** Opening SOURCE MATERIAL block **

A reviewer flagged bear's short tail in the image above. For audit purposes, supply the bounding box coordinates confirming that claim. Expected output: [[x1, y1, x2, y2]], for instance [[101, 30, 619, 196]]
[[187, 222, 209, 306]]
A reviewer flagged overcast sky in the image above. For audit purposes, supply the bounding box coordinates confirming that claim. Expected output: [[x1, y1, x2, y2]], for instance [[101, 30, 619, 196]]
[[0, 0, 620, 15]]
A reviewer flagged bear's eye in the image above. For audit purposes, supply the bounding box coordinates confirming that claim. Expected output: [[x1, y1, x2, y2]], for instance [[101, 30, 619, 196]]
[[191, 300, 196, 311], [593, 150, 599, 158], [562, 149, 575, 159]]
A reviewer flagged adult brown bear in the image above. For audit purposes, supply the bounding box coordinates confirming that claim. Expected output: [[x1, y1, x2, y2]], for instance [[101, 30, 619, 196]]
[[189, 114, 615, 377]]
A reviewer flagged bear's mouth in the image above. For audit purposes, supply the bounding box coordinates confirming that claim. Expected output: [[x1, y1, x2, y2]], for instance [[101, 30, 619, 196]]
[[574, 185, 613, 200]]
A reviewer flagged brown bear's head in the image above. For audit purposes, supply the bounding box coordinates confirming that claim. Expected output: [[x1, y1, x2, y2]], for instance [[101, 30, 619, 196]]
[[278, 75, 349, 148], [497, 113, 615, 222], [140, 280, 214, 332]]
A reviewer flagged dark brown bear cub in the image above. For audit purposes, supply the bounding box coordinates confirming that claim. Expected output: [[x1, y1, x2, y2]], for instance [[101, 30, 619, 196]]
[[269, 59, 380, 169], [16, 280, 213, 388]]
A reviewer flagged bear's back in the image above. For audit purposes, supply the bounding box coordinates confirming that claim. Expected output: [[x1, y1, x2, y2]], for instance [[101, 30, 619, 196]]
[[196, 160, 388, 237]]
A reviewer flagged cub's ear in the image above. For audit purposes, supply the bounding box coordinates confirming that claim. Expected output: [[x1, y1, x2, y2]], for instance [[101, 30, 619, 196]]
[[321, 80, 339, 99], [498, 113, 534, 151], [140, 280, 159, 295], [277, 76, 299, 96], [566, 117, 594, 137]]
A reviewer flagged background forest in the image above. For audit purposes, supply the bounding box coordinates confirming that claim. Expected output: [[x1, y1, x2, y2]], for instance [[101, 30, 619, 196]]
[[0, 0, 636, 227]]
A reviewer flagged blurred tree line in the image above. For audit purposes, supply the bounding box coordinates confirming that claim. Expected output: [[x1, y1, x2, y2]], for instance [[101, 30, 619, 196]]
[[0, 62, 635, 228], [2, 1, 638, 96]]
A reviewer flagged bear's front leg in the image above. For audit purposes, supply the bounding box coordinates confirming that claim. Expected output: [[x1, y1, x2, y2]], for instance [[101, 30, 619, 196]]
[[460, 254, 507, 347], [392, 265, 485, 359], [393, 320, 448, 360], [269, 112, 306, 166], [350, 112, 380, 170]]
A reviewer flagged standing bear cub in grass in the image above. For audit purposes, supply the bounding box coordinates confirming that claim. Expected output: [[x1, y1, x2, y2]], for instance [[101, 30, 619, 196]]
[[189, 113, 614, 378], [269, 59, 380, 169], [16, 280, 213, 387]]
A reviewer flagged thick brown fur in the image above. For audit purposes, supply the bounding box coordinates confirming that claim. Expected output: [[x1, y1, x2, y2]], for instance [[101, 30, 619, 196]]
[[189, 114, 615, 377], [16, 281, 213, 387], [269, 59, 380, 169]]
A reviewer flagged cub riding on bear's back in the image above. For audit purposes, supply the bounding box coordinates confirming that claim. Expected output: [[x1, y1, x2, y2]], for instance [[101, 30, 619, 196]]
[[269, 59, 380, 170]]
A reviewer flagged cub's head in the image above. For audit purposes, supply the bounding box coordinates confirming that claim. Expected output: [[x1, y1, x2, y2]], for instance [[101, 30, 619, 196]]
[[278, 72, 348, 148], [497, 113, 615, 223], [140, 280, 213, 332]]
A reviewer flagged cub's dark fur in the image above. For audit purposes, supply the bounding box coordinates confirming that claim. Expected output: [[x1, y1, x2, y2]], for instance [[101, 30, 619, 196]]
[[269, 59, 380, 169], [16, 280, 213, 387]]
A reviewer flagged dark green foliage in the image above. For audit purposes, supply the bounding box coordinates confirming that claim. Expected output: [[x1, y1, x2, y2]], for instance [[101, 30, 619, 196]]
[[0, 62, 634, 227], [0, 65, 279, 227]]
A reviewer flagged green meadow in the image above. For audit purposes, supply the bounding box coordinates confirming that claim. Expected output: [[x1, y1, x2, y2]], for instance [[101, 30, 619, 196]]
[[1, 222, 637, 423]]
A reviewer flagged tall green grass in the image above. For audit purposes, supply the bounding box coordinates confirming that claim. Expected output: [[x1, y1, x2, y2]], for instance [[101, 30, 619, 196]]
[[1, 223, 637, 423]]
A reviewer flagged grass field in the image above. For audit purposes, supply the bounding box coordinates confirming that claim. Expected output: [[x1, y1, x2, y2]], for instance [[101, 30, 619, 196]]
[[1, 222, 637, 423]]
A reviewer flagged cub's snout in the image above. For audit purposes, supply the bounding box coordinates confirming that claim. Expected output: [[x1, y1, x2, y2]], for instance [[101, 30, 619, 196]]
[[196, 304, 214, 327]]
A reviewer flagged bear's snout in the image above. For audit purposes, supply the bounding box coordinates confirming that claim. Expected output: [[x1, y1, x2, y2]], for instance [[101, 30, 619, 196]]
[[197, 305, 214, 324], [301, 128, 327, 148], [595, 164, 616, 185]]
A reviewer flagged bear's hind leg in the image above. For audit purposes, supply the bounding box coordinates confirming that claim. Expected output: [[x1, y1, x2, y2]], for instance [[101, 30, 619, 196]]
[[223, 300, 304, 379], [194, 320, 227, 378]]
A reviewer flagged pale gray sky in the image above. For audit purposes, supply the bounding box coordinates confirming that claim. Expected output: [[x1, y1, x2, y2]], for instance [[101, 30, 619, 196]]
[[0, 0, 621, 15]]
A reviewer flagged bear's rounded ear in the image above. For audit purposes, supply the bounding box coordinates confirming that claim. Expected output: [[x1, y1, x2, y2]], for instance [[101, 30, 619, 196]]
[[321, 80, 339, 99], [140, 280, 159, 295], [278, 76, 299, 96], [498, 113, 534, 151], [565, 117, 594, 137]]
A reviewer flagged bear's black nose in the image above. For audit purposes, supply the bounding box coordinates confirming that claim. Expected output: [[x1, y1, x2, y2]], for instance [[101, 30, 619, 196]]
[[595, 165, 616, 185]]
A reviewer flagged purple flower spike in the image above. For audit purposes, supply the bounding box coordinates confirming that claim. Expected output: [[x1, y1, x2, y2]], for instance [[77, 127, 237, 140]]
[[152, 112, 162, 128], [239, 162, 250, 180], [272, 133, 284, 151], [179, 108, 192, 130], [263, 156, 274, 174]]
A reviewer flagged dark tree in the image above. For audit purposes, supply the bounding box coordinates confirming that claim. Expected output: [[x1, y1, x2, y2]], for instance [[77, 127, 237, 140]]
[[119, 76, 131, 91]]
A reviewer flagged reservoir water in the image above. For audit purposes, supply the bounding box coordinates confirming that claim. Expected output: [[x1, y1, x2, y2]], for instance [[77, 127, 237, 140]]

** Closing SOURCE MATERIAL block **

### WORK TO COMPLETE
Every record above should be output exactly.

### TASK OUTPUT
A reviewer flagged bear's short tail in the image above. For audit purposes, supply the bounding box coordinates confirming that claim. Expected output: [[x1, y1, x2, y2]], for instance [[101, 30, 619, 196]]
[[187, 222, 209, 306]]
A reviewer flagged overcast sky in the image above. For audit purposes, supply the bounding box coordinates confirming that claim. Expected output: [[x1, y1, x2, y2]], for instance [[101, 30, 619, 196]]
[[0, 0, 620, 15]]
A reviewer flagged bear's eye in the image above. For audit purposes, supply the bounding box coordinates confirming that claim. Expected output: [[x1, y1, x2, y2]], for instance [[101, 30, 619, 196]]
[[191, 300, 196, 311], [593, 150, 599, 158], [562, 149, 575, 159]]
A reviewer flagged adult brown bear in the image above. For audit purposes, supply the bounding box coordinates confirming that claim. Expected output: [[x1, y1, x2, y2]], for instance [[101, 30, 619, 196]]
[[189, 114, 615, 377]]
A reviewer flagged bear's mouth in the image above. For audit purposes, supply the bounding box coordinates confirming that claim. Expected output: [[x1, y1, x2, y2]], for instance [[101, 30, 619, 196]]
[[574, 185, 613, 200]]
A reviewer flagged brown bear's head in the image above. For audit purposes, supply the bounding box coordinates confirming that claim. Expected output: [[x1, y1, x2, y2]], for instance [[101, 30, 619, 196]]
[[278, 75, 349, 148], [497, 113, 615, 222], [140, 280, 214, 332]]
A reviewer flagged dark brown bear cub in the image above. For audit purposes, supply the bounding box coordinates confirming that claim. Expected output: [[x1, y1, x2, y2]], for instance [[101, 30, 619, 196]]
[[269, 59, 380, 169], [16, 280, 213, 388]]
A reviewer flagged bear's back in the image above. For audit purposes, supply the bounding box coordinates confirming that claim. Expected output: [[x1, y1, x2, y2]], for instance [[101, 30, 619, 196]]
[[196, 160, 388, 237]]
A reviewer flagged cub's ear in the image above. For audit purposes, supply the bounding box coordinates confirming that claim. Expected output: [[x1, y1, x2, y2]], for instance [[101, 30, 619, 196]]
[[321, 80, 339, 99], [498, 113, 534, 151], [140, 280, 159, 295], [277, 76, 299, 96], [566, 117, 594, 137]]
A reviewer flagged background forest in the image above. For audit purposes, supply the bounding box coordinates confirming that claim. Expected output: [[x1, y1, x2, y2]], for instance [[101, 30, 619, 196]]
[[0, 0, 636, 227]]
A reviewer flagged blurred tree line in the image above. For audit purposes, supply the bounding box coordinates confirming that claim. Expected output: [[x1, y1, x2, y2]], for instance [[101, 30, 619, 196]]
[[0, 62, 635, 228], [2, 1, 638, 96]]
A reviewer flagged bear's front leg in the image above. For audit purposes, supply the bounding box coordinates confirming that claim. Expected output: [[x1, y1, x2, y2]], for instance [[101, 30, 619, 196]]
[[460, 254, 507, 347], [392, 265, 485, 359], [393, 320, 448, 360], [269, 112, 306, 166], [350, 112, 380, 170]]
A reviewer flagged standing bear cub in grass in the image above. For audit purposes, supply the bounding box coordinates confirming that claim. Expected output: [[x1, y1, x2, y2]], for instance [[101, 30, 619, 196]]
[[189, 113, 614, 378], [269, 59, 380, 169], [16, 280, 213, 387]]
A reviewer flagged thick brown fur in the image above. For audit purposes, supply the bounding box coordinates confirming that claim. Expected output: [[x1, y1, x2, y2]], for instance [[101, 30, 619, 196]]
[[189, 114, 615, 377], [16, 281, 213, 387], [269, 59, 380, 169]]
A reviewer flagged cub riding on bear's back in the image above. For audit purposes, supply the bounding box coordinates confirming that claim. Expected output: [[x1, y1, x2, y2]], for instance [[101, 30, 619, 196]]
[[269, 59, 380, 170]]
A reviewer flagged cub's head in the image above. For audit purposes, supply the bounding box coordinates confirming that claim. Expected output: [[x1, y1, x2, y2]], for instance [[101, 30, 619, 196]]
[[278, 72, 348, 148], [497, 113, 615, 223], [140, 280, 213, 332]]
A reviewer flagged cub's dark fur in the image above. For audit purposes, supply the bounding box coordinates confirming that claim. Expected output: [[x1, y1, x2, y2]], for instance [[101, 30, 619, 196]]
[[269, 59, 380, 169], [16, 280, 213, 387]]
A reviewer flagged dark green foliage in the image above. For audit purposes, supply the bounding box coordinates confirming that claim. Expected output: [[x1, y1, x2, y2]], for instance [[101, 30, 619, 196]]
[[0, 62, 634, 227], [0, 65, 279, 227]]
A reviewer flagged green meadow in the image above. For audit purposes, supply the bounding box coordinates confirming that claim. Expected output: [[x1, y1, x2, y2]], for instance [[101, 30, 619, 196]]
[[1, 222, 637, 423]]
A reviewer flagged tall green grass in the image above. For audit purposes, supply the bounding box coordinates confirming that claim. Expected output: [[x1, y1, x2, y2]], for instance [[101, 30, 619, 196]]
[[1, 223, 637, 423]]
A reviewer flagged grass field in the image above. For audit purposes, supply the bounding box coordinates confirming that claim. Expected output: [[x1, y1, x2, y2]], for instance [[101, 30, 619, 196]]
[[1, 222, 637, 423]]
A reviewer flagged cub's snout in the image above. For audit purposes, supply the bounding box coordinates confirming that claim. Expected output: [[x1, y1, x2, y2]], for instance [[101, 30, 619, 196]]
[[196, 304, 214, 327]]
A reviewer flagged bear's snout in the image above. For audit purposes, supply the bounding box coordinates confirming that claim. Expected output: [[x1, y1, x2, y2]], for instance [[101, 30, 619, 196]]
[[197, 305, 214, 324], [301, 128, 327, 148], [595, 164, 616, 185]]
A reviewer flagged bear's hind leg in the image above. For audit purposes, supply the bounding box coordinates confirming that claim. Expected output: [[x1, y1, x2, y2]], for instance [[101, 30, 619, 196]]
[[223, 300, 304, 379], [194, 320, 227, 378]]
A reviewer flagged pale gray sky in the image above. For audit purposes, supply the bounding box coordinates confirming that claim. Expected output: [[x1, y1, x2, y2]], for instance [[101, 30, 619, 196]]
[[0, 0, 621, 15]]
A reviewer flagged bear's rounded ear in the image above. For audit purposes, supply the bounding box coordinates confirming that claim. Expected output: [[x1, y1, x2, y2]], for instance [[101, 30, 619, 196]]
[[321, 80, 339, 99], [140, 280, 159, 295], [278, 76, 299, 96], [498, 113, 534, 151], [565, 117, 594, 137]]
A reviewer flagged bear's black nose in the image above. For audit purposes, supply the bounding box coordinates confirming that claim. Expected output: [[x1, y1, x2, y2]], for instance [[101, 30, 619, 196]]
[[595, 165, 616, 185]]
A reviewer flagged purple flower spike in the image above. For audit purposes, supply the bounding box coordinates confirming that claim. Expected output: [[x1, y1, x2, y2]], for instance [[77, 127, 237, 140]]
[[152, 112, 162, 128], [239, 162, 250, 180], [272, 133, 284, 151], [179, 108, 192, 130], [263, 156, 274, 174]]
A reviewer flagged dark tree in the image above. For audit purposes, supply the bounding box coordinates confirming that claim. Expected output: [[x1, y1, x2, y2]], for instance [[77, 127, 237, 140]]
[[119, 76, 131, 91]]
A reviewer flagged reservoir water in the image above. For audit purposes, supply the bounding box coordinates confirming that claim. Expected output: [[x1, y1, x2, y2]], for instance [[77, 127, 237, 140]]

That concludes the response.